EXERCISE PROMPT>
Please print each entry below exactly as it reads.

DATASET RECORDS>

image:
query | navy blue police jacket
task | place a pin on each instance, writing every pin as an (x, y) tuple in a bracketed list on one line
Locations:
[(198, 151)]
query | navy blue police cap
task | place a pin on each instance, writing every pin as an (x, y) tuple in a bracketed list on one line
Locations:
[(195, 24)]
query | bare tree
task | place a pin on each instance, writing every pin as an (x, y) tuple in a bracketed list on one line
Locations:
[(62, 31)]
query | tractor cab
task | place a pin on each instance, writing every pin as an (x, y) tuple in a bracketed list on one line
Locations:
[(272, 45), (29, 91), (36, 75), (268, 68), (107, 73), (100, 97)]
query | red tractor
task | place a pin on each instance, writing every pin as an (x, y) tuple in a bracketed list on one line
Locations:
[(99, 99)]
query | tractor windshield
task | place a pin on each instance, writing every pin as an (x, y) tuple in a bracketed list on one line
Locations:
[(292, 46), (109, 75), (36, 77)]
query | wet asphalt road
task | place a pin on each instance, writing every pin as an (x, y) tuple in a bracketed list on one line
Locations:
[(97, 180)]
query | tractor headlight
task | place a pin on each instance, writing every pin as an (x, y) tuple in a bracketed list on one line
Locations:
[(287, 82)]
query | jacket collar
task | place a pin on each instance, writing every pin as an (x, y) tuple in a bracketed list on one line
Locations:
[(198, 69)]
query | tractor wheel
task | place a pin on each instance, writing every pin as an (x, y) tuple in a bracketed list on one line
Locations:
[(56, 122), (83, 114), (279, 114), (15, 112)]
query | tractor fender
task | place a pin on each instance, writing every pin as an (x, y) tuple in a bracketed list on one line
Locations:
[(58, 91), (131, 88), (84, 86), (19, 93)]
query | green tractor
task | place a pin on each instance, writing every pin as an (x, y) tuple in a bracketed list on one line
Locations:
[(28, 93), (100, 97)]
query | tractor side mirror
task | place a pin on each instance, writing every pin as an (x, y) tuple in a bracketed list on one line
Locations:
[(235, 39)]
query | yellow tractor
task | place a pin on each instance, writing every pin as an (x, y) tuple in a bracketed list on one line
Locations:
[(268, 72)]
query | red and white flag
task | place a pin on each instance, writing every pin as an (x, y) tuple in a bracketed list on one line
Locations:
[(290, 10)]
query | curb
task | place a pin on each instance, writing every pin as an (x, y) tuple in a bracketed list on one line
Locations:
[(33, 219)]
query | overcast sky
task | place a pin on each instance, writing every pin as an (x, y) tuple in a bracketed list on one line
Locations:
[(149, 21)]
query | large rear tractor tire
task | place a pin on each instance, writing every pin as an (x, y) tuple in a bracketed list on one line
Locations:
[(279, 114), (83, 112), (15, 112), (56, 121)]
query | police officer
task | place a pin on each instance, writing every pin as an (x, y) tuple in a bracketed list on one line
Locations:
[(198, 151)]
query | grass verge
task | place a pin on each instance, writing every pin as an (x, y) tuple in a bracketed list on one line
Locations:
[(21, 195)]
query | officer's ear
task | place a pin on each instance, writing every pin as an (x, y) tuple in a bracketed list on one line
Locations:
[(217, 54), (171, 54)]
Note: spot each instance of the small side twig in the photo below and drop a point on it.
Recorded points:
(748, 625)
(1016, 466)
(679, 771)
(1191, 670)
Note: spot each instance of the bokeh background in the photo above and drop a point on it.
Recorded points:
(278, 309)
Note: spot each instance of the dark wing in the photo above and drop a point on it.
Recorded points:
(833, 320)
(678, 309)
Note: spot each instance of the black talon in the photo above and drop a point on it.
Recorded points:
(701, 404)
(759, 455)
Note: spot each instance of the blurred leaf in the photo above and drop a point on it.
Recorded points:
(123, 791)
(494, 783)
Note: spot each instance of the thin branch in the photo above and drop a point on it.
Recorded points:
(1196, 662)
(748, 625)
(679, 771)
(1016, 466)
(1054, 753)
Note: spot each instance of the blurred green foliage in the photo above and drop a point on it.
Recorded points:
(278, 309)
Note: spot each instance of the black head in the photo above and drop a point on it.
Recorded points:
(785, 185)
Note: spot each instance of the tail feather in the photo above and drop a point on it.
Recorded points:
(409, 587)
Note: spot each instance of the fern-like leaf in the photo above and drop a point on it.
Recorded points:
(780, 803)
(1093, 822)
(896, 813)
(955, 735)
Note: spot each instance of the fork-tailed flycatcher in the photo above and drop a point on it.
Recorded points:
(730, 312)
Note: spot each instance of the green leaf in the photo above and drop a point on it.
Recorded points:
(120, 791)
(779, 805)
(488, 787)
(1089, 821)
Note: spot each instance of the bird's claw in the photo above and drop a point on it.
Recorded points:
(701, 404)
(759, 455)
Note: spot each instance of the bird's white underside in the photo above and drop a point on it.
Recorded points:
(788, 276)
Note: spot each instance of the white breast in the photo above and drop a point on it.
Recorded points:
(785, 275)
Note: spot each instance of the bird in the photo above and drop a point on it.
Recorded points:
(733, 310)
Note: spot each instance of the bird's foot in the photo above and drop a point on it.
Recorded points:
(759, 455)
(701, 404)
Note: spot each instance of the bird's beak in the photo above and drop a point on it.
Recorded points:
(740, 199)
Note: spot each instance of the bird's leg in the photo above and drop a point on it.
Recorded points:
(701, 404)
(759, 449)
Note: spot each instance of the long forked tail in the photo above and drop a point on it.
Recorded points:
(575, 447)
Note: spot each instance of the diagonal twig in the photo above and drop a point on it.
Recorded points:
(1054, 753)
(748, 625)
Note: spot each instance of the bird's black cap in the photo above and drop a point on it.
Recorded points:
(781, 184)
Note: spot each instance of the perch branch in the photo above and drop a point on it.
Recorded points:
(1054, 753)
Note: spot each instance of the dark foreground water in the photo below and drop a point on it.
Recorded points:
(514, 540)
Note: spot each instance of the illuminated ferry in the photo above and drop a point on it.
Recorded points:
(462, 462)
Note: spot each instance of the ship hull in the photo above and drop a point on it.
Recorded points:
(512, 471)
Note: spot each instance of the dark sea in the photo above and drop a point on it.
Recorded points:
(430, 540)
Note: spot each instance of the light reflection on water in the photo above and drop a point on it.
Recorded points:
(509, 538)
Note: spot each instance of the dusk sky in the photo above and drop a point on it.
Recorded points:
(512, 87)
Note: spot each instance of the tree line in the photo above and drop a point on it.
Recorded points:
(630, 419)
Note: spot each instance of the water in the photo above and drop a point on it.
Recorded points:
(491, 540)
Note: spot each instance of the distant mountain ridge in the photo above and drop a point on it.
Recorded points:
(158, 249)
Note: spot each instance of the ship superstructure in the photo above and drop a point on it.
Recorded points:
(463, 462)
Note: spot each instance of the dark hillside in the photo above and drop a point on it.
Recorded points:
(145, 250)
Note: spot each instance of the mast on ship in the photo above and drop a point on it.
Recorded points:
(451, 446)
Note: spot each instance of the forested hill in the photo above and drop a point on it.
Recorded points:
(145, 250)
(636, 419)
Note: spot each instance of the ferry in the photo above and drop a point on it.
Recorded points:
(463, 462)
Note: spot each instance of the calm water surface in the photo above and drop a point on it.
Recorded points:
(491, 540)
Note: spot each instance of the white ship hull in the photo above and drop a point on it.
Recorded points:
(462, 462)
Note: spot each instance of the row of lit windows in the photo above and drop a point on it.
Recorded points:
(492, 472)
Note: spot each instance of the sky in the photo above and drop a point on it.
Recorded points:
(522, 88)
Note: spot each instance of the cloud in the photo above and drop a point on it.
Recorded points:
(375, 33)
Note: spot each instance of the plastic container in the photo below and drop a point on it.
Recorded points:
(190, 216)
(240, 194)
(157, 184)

ANSWER FOR THIS EXERCISE>
image:
query | navy blue police jacket
task | place a pin on each instance, writing every pin as an (x, y) tuple in a bracketed list on one line
Locations:
[(198, 151)]
query | navy blue police cap
task | place a pin on each instance, writing every pin as an (x, y) tuple in a bracketed list on one line
Locations:
[(195, 24)]
query | bare tree
task | place a pin on each instance, writing every pin as an (x, y) tuple in a bracketed list on one line
Locations:
[(62, 31)]
query | tractor cab
task | place a pin on each instance, writing every pin as an (x, y) tuple in a bracketed list on one line
Locations:
[(272, 45), (29, 91), (36, 75), (268, 68), (107, 73), (100, 97)]
query | red tractor
task | place a pin on each instance, writing every pin as an (x, y) tuple in a bracketed list on one line
Locations:
[(99, 99)]
query | tractor windshield
task | place a pin on each instance, writing every pin as an (x, y) tuple in a bracketed list on one line
Locations:
[(292, 46), (109, 75), (36, 77)]
query | wet asphalt road
task | place a pin on each instance, writing every pin as an (x, y) tuple in a bracketed list on one line
Locations:
[(97, 180)]
query | tractor headlight
task | place a pin on each instance, writing every pin as an (x, y) tuple in a bracketed list on one line
Locations:
[(287, 82)]
query | jacket collar
task | place a pin on each instance, writing every pin as an (x, y) tuple in a bracketed list on one line
Locations:
[(198, 69)]
query | tractor wheel
task | place a pin on each instance, writing every pin as an (x, y) tuple in a bracketed list on one line
Locations:
[(56, 122), (83, 114), (279, 114), (15, 112)]
query | tractor fender
task | place a pin on each instance, writing every pin as an (x, y) tuple in a bracketed list on one line
Locations:
[(58, 91), (131, 88), (84, 86), (19, 93)]
query | green tractor
task | place a pin on each instance, writing every pin as an (x, y) tuple in a bracketed list on one line
Locations:
[(28, 93), (100, 97)]
query | tractor side mirror
task | place a pin on each instance, writing every pin as an (x, y) tuple in a bracketed list on one line
Locations:
[(235, 39)]
query | yellow tractor
task | place a pin on each instance, writing every pin as an (x, y) tuple in a bracketed list on one line
Locations:
[(268, 72)]
query | red and white flag
task | place a pin on each instance, writing every pin as an (x, y) tuple in a bracketed list on one line
Locations:
[(290, 10)]
query | curb
task | place a pin on each instance, writing every pin as an (x, y) tuple in a bracketed list on one line
Locations:
[(33, 219)]
query | overcast sky
task | place a pin on each instance, writing every pin as an (x, y) tuple in a bracketed list on one line
Locations:
[(149, 21)]
query | large rear tractor tire
task | place a pin on each instance, writing every pin as an (x, y) tuple in a bracketed list on one line
Locations:
[(279, 114), (83, 112), (15, 112), (56, 121)]
query | police officer
task | place a pin on each instance, writing every pin as an (x, y) tuple in a bracketed list on one line
Locations:
[(198, 151)]
query | grass verge
task | place a pin on each instance, writing every pin as an (x, y) tuple in a bracketed list on one line
Locations:
[(21, 195)]
query | officer's ear
task | place a pin on each instance, writing every pin as an (x, y) tuple in a bracketed list on one line
Locations:
[(217, 54), (171, 54)]
Note: spot each instance of the small side twig in the photo below and drop a point on it.
Recorded points:
(748, 625)
(1016, 466)
(679, 771)
(1191, 670)
Note: spot each instance of the bokeh background in the photo above and drop a point on it.
Recorded points:
(278, 309)
Note: spot each instance of the dark wing in the photo above and drop a point on it.
Recorded points:
(833, 320)
(678, 309)
Note: spot each instance of the black talon in the photo above and drop a point on it.
Recorded points:
(701, 404)
(759, 455)
Note: spot each instance of the blurred leaf in the photo above and drop a point on it.
Recorded points:
(123, 791)
(494, 783)
Note: spot each instance of the thin branch in the photo above and drop a point on it.
Recorded points:
(1196, 662)
(748, 625)
(679, 771)
(1016, 466)
(1054, 753)
Note: spot each instance of the blurred green foliage in the photo above and drop a point on it.
Recorded points:
(278, 309)
Note: spot each instance of the black head in the photo above and drop a point on it.
Recorded points:
(785, 185)
Note: spot each instance of the tail feather in the photo above and drop a point on it.
Recorded points:
(409, 587)
Note: spot each instance of the fern-like leaf in the photo above and drop a point on it.
Recorded points:
(780, 803)
(1093, 822)
(896, 813)
(955, 735)
Note: spot each instance of the fork-tailed flycatcher in the photo above and drop a point on it.
Recorded points:
(730, 312)
Note: spot each instance of the green leaf in the photo above and drop a point on it.
Recorded points:
(120, 791)
(779, 805)
(488, 787)
(1089, 821)
Note: spot each instance of the bird's claw in the photo above and drop a point on it.
Recorded points:
(701, 404)
(759, 455)
Note: spot each instance of the bird's white underside in the photo above and drop a point on it.
Recorded points:
(788, 276)
Note: spot each instance of the white breast in the photo above and drop a point on it.
Recorded points:
(785, 275)
Note: spot each instance of the bird in the photo above and drop a point on it.
Recorded points:
(733, 310)
Note: spot each instance of the bird's foot in the photo above and drop a point on it.
Recorded points:
(759, 455)
(701, 404)
Note: spot each instance of the bird's beak in the photo above and drop a point on it.
Recorded points:
(740, 199)
Note: spot each instance of the bird's leg in the photo above and drop a point on it.
Recorded points:
(701, 404)
(759, 449)
Note: spot each instance of the long forked tail in the photo above and drop a point on it.
Recorded points:
(575, 447)
Note: spot each instance of the diagonal twig in the photo above and drop a point on it.
Recorded points:
(1054, 753)
(748, 625)
Note: spot each instance of the bird's black cap in the photo above and drop a point on it.
Recorded points:
(781, 184)
Note: spot each instance of the perch branch in the photo above and drop a point on it.
Recorded points:
(1054, 753)
Note: spot each instance of the dark foreground water in the photo below and drop a point on it.
Recorded points:
(514, 540)
Note: spot each instance of the illuminated ferry in the photo above and drop a point on it.
Recorded points:
(462, 462)
Note: spot each instance of the ship hull in the photo above and drop a point on it.
Recorded points:
(512, 471)
Note: spot each instance of the dark sea in the photo above and drop a point on it.
Recorded points:
(430, 540)
Note: spot each instance of the light reflection on water in the photo above and drop a point on it.
Recorded points:
(509, 538)
Note: spot each instance of the dusk sky in the photo above and drop a point on it.
Recorded points:
(512, 87)
Note: spot each instance of the tree line in the photo above and drop a point on it.
Recorded points:
(630, 419)
Note: spot each instance of the water in the photo above and drop a point on it.
Recorded points:
(491, 540)
Note: spot each instance of the distant mountain ridge in the photo above and drop a point on it.
Recorded points:
(158, 249)
Note: spot each instance of the ship superstructure in the photo above and drop a point on it.
Recorded points:
(463, 462)
Note: spot each instance of the dark hillside in the photo above and drop a point on it.
Recorded points:
(145, 250)
Note: spot each instance of the mast on ship in the photo above and drop a point on it.
Recorded points:
(451, 446)
Note: spot each instance of the forested hill in the photo above and drop a point on it.
Recorded points:
(145, 250)
(636, 419)
Note: spot each instance of the ferry in the photo above and drop a point on it.
Recorded points:
(463, 462)
Note: spot each instance of the calm water surface in the photo above and drop a point on it.
Recorded points:
(491, 540)
Note: spot each instance of the white ship hull in the photo above and drop a point on it.
Recorded points:
(462, 462)
Note: spot each instance of the row of lit windows in the photo above and drop a point on it.
Recorded points:
(492, 472)
Note: spot each instance of the sky in the photo above and drop a point on it.
Recorded points:
(522, 88)
Note: spot each instance of the cloud in the photo above and drop a point on it.
Recorded points:
(375, 33)
Note: spot each instance of the plastic container in the photo below and drop a point on it.
Recorded points:
(190, 216)
(240, 194)
(157, 184)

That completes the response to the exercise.